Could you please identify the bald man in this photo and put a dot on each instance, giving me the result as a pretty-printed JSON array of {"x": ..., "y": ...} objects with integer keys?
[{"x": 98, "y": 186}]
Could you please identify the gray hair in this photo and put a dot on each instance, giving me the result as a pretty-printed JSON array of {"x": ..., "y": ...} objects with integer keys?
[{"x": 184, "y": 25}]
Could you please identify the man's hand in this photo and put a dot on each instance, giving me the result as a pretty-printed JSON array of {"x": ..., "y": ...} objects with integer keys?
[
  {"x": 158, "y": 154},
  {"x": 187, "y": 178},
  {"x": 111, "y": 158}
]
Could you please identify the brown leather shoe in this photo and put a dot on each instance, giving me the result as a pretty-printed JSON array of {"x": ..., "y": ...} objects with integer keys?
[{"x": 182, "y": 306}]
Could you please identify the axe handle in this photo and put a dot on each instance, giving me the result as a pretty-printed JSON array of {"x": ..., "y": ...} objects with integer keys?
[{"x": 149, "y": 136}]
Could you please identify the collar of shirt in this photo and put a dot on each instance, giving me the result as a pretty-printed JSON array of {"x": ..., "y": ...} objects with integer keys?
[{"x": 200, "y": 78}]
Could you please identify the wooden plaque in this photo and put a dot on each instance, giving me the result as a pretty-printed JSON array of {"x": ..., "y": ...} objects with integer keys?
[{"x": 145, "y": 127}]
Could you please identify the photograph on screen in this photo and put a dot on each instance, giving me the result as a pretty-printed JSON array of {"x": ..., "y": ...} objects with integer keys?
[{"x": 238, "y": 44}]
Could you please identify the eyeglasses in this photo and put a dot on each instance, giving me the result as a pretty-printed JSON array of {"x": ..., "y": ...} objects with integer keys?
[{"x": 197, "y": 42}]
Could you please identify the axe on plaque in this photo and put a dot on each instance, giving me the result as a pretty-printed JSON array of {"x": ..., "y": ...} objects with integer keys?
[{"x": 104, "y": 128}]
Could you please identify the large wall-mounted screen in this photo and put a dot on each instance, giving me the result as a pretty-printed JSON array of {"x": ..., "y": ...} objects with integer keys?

◆ **Given problem**
Reproduce the records above verbatim, starting at the line that contains "Could you please identify the photograph" and continuing through the final line of the records.

◆ **Response to this exercise**
Could you please identify the photograph on screen in this photo and put a dot on each instance, giving me the result as a pretty-printed JSON array of {"x": ..., "y": ...} objects with integer keys?
[{"x": 238, "y": 44}]
Could you please identify the eyeglasses in this photo and put a dot on each instance, giving me the result as a pretty-printed JSON array of {"x": ..., "y": ...} objects with integer keys?
[{"x": 197, "y": 42}]
Could you please identify the axe on plaque in this photo and put a dot on each instance, giving me the result as a pretty-printed JSON array of {"x": ..., "y": ...} objects with integer keys?
[{"x": 104, "y": 128}]
Could you please identify the large wall-mounted screen in this photo and put a dot on each instance, giving me the result as a pretty-printed JSON array of {"x": ..., "y": ...} objects with integer keys?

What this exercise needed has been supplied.